■ What is asked ■
(1) Decide whether each statement below agrees with the commentary on Jameis Winston's selection in the NFL draft. Answer yes or no for each, and quote the deciding words from that commentary. (a) The NFL made Jameis Winston the top pick in its annual draft. (b) Winston's victim advocate at FSU filed the lawsuit against him. (c) The commentary calls the last week a good one for pro sports.
(2) Proceed with the commentary on Jameis Winston's selection in the NFL draft, continuing from its final sentence.

By Ken Reed

The last week hasn’t been a good one for pro sports, and the concepts of sportsmanship, integrity, honor, and ethics.

The NFL, which constantly preaches about protecting the integrity of the shield (the NFL’s logo), made Florida State quarterback Jameis Winston the top pick in its annual draft.

To say the least, Winston has a shaky off-the-field background. His list of indiscretions and problems is much too lengthy to go into detail here. However, Winston remains in the middle of a civil lawsuit that charges him with “sexual battery, assault, false imprisonment, and intentional infliction of emotional distress arising out of forcible rape.”

Moreover, Erica Kinsman, who filed the lawsuit, brings up an alleged second Winston sexual assault victim in the suit.

According to the lawsuit filing, “On October 25, 2013, Plaintiff’s victim advocate at FSU (Florida State University) informed her that a second woman had come forward and reported being sexually assaulted by Winston.”

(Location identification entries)
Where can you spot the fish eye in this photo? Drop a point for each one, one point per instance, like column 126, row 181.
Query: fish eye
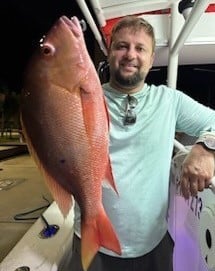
column 47, row 49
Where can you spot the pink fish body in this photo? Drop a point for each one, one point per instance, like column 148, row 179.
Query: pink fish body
column 65, row 122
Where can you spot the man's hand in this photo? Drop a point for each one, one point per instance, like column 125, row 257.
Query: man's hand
column 197, row 171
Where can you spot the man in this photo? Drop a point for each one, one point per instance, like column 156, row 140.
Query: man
column 143, row 122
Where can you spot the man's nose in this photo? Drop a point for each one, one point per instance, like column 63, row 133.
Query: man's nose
column 131, row 52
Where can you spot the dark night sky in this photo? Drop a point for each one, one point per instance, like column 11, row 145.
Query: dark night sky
column 22, row 24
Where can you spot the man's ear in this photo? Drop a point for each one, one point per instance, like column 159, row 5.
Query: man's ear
column 152, row 59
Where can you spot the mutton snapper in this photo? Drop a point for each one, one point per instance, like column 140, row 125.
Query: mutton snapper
column 65, row 123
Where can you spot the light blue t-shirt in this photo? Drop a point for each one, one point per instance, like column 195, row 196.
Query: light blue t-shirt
column 140, row 157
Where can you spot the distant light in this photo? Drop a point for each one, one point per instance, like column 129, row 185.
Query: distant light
column 185, row 7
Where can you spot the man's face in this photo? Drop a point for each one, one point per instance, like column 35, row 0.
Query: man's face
column 130, row 58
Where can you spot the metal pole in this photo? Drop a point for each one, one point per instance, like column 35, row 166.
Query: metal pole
column 198, row 9
column 173, row 59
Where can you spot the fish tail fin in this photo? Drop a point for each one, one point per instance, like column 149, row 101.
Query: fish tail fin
column 109, row 177
column 96, row 233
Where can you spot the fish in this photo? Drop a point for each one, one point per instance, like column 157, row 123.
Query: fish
column 65, row 122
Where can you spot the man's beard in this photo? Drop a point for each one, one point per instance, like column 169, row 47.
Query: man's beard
column 129, row 81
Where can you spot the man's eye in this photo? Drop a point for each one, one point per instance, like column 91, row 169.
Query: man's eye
column 140, row 49
column 121, row 46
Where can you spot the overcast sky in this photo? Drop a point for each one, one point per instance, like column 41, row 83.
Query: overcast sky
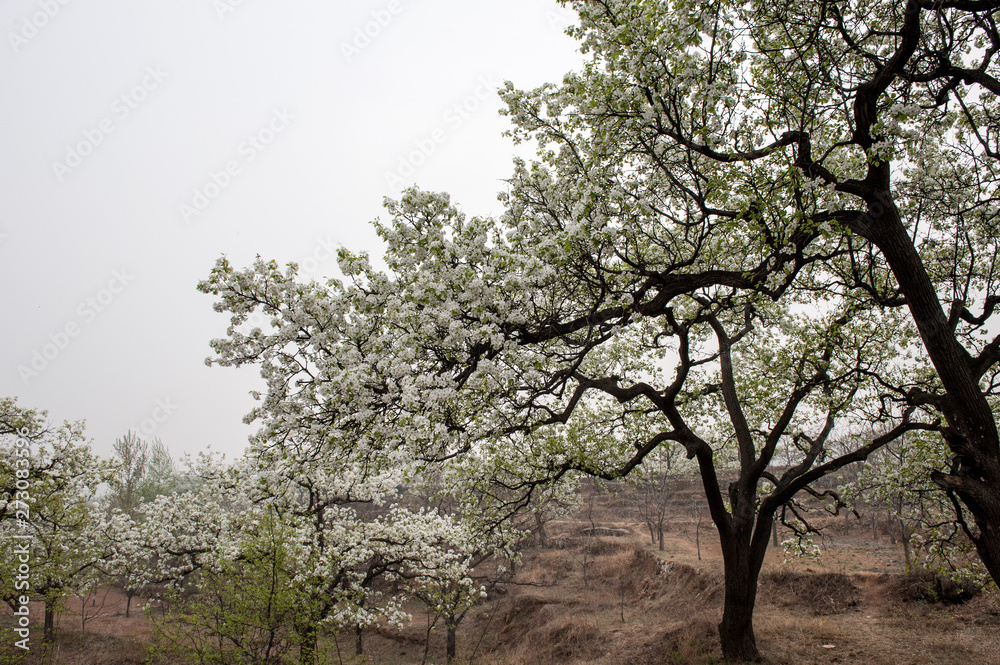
column 140, row 141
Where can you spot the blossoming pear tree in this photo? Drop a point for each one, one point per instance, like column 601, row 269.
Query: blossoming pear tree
column 748, row 224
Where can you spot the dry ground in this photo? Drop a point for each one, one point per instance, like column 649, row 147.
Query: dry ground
column 619, row 601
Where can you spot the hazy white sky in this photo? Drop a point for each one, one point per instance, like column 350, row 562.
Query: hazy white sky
column 142, row 140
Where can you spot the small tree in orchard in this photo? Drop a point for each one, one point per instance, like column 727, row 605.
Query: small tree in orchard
column 933, row 537
column 655, row 489
column 54, row 513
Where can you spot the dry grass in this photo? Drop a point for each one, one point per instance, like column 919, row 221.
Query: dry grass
column 642, row 607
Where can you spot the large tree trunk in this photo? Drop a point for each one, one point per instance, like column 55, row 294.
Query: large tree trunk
column 452, row 627
column 743, row 558
column 49, row 632
column 308, row 635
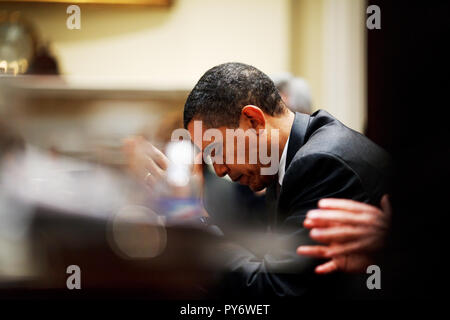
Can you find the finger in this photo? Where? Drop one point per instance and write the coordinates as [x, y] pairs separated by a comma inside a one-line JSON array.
[[344, 217], [345, 204], [154, 170], [327, 267], [340, 234], [313, 251], [158, 157], [386, 205], [314, 223], [354, 247]]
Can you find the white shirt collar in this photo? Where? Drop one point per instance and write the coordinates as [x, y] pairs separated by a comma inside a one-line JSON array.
[[282, 168]]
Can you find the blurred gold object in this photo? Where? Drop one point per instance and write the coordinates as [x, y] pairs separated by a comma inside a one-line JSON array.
[[18, 43]]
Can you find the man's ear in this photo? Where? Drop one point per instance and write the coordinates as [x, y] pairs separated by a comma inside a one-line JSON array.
[[254, 116]]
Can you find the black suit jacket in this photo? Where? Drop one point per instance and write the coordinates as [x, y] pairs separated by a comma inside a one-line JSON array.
[[324, 159]]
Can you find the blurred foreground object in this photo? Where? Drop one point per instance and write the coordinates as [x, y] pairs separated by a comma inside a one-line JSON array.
[[59, 212]]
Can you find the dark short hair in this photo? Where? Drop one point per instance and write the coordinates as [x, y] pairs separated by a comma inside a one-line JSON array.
[[219, 96]]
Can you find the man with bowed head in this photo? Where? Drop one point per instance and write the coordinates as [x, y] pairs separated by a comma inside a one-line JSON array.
[[317, 157]]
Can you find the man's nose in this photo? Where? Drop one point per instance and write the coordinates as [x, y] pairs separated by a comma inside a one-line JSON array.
[[220, 169]]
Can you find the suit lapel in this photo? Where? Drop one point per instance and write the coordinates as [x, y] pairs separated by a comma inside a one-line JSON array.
[[296, 140], [297, 136]]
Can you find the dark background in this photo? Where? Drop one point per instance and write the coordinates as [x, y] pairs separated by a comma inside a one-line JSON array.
[[408, 88]]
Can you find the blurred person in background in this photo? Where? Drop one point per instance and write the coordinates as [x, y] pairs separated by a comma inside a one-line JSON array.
[[294, 91], [11, 144]]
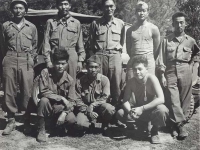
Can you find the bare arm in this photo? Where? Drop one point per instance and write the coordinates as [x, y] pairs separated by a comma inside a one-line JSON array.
[[156, 41]]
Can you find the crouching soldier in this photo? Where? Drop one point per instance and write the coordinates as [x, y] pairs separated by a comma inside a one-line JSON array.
[[147, 102], [57, 92], [93, 90], [20, 41]]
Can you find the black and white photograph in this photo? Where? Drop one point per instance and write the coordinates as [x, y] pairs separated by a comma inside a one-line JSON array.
[[99, 74]]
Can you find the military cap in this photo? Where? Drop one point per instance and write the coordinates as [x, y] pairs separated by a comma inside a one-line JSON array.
[[94, 59]]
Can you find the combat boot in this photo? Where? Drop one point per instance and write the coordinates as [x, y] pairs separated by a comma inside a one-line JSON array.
[[182, 134], [9, 127], [41, 137]]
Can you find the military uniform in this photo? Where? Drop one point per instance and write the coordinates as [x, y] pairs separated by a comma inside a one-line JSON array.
[[106, 41], [50, 94], [64, 33], [94, 94], [20, 51], [175, 60]]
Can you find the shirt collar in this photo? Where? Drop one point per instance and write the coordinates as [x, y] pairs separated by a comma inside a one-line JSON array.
[[64, 78], [172, 36], [113, 21]]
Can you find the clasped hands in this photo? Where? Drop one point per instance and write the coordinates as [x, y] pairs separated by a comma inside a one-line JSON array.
[[136, 112], [93, 115]]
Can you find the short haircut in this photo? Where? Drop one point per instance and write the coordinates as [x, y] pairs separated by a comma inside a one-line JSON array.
[[103, 2], [179, 14], [140, 4], [19, 2], [139, 59], [58, 1], [60, 54]]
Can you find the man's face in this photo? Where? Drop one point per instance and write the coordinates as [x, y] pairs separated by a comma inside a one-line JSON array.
[[93, 69], [64, 7], [179, 24], [18, 10], [142, 12], [60, 66], [109, 8], [139, 70]]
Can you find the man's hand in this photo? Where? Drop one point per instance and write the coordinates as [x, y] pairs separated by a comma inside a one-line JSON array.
[[79, 66], [61, 118], [163, 80], [93, 115], [136, 112], [65, 101], [49, 65]]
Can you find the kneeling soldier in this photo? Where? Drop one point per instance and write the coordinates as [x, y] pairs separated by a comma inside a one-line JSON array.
[[57, 92], [147, 103], [93, 90]]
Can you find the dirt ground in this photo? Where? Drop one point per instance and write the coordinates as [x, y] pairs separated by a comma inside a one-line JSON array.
[[132, 140]]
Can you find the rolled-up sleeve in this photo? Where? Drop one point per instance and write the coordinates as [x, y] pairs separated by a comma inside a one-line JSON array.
[[161, 60], [46, 45], [79, 46]]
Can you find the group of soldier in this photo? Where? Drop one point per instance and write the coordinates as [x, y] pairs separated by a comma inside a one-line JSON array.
[[80, 103]]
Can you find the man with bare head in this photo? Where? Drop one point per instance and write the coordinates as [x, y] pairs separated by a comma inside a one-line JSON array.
[[143, 38]]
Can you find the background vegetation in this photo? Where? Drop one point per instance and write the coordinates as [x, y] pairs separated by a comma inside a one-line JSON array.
[[160, 12]]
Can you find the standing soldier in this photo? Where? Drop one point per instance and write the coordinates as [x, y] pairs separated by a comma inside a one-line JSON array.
[[64, 31], [20, 37], [106, 41], [143, 38], [176, 56]]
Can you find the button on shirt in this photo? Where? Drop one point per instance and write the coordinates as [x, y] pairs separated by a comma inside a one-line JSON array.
[[63, 33], [176, 50], [53, 89], [22, 39], [93, 93], [106, 36]]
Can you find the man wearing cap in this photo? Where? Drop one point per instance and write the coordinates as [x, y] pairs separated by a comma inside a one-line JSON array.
[[57, 95], [106, 40], [64, 31], [143, 38], [177, 53], [20, 40], [93, 91]]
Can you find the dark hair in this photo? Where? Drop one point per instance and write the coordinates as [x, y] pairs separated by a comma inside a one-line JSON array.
[[139, 59], [103, 2], [18, 2], [60, 54], [58, 1], [179, 14]]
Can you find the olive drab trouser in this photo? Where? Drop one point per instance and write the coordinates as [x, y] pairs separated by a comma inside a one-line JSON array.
[[18, 77]]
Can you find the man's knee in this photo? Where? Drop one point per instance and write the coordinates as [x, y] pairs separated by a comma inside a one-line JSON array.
[[108, 109], [71, 118], [43, 101], [162, 110], [82, 120]]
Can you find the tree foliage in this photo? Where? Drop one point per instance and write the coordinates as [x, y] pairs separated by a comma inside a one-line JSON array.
[[192, 9]]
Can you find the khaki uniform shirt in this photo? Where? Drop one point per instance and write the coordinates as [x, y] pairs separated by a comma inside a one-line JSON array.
[[104, 36], [173, 50], [92, 93], [52, 89], [63, 33], [20, 40]]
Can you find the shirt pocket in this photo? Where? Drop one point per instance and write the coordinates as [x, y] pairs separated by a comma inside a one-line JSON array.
[[171, 53], [26, 41], [186, 53], [116, 35], [72, 33], [101, 35], [54, 37]]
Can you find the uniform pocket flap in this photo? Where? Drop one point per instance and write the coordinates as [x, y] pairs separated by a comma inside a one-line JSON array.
[[116, 31], [186, 49]]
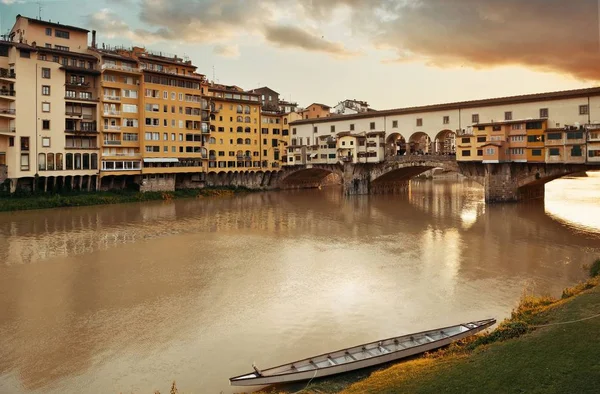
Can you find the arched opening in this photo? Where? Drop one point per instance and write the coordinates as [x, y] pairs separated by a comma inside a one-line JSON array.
[[395, 145], [445, 143], [419, 144]]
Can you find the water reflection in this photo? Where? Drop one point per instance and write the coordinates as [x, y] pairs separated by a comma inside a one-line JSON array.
[[130, 297]]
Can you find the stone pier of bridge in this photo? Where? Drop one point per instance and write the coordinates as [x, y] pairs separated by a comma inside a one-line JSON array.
[[503, 182]]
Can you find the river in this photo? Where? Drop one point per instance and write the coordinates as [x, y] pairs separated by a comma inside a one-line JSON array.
[[128, 298]]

■ Task results ■
(1)
(a) Yes: "made Florida State quarterback Jameis Winston the top pick in its annual draft"
(b) No: "Erica Kinsman, who filed the lawsuit"
(c) No: "The last week hasn’t been a good one for pro sports"

(2)
In other news, the Wells Report was released yesterday in the investigation into “Deflategate,” which examined charges that the New England Patriots deflated balls below the league minimum so star quarterback Tom Brady could grip them better. The Wells Report called some of Brady’s claims of innocence “implausible,” and left little doubt that Brady had a role in having footballs deflated before last year’s AFC title game against Indianapolis.

Attorney Ted Wells, who authored the report, found Brady’s denials lacking in credibility.

“We found these claims not plausible and contradicted by other evidence,” wrote Wells in the report.

This is the Patriots second case of cheating in the last decade. The first being a videotaping scandal called “Spygate” in 2007. How will the NFL and its commissioner Roger Goodell, react to the Wells Report?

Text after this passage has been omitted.